- **Listing**:
--- --- ---

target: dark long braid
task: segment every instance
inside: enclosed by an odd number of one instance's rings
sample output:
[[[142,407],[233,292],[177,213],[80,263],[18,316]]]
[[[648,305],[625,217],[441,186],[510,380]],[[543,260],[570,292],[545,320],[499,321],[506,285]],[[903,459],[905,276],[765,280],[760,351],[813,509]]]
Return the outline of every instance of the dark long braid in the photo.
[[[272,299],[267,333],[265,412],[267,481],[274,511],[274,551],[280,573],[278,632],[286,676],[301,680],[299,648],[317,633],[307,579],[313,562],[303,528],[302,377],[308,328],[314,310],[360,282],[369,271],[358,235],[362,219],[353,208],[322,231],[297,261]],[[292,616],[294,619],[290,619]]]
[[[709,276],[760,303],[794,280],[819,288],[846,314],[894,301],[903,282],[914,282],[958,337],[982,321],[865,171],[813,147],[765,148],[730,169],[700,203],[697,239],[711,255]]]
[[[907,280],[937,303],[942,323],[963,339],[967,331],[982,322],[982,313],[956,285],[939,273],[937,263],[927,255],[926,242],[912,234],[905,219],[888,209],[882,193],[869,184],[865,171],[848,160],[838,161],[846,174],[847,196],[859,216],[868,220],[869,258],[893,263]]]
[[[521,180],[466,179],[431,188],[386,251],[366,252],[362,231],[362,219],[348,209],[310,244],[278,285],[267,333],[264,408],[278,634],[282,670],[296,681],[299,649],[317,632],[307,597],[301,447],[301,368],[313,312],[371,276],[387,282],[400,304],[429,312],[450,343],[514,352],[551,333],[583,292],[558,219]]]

--- --- ---

- **Short problem**: From the entries above, extract every line in which the word "dark" appears.

- **Full output**:
target: dark long braid
Return the outline of every instance of the dark long braid in the photo.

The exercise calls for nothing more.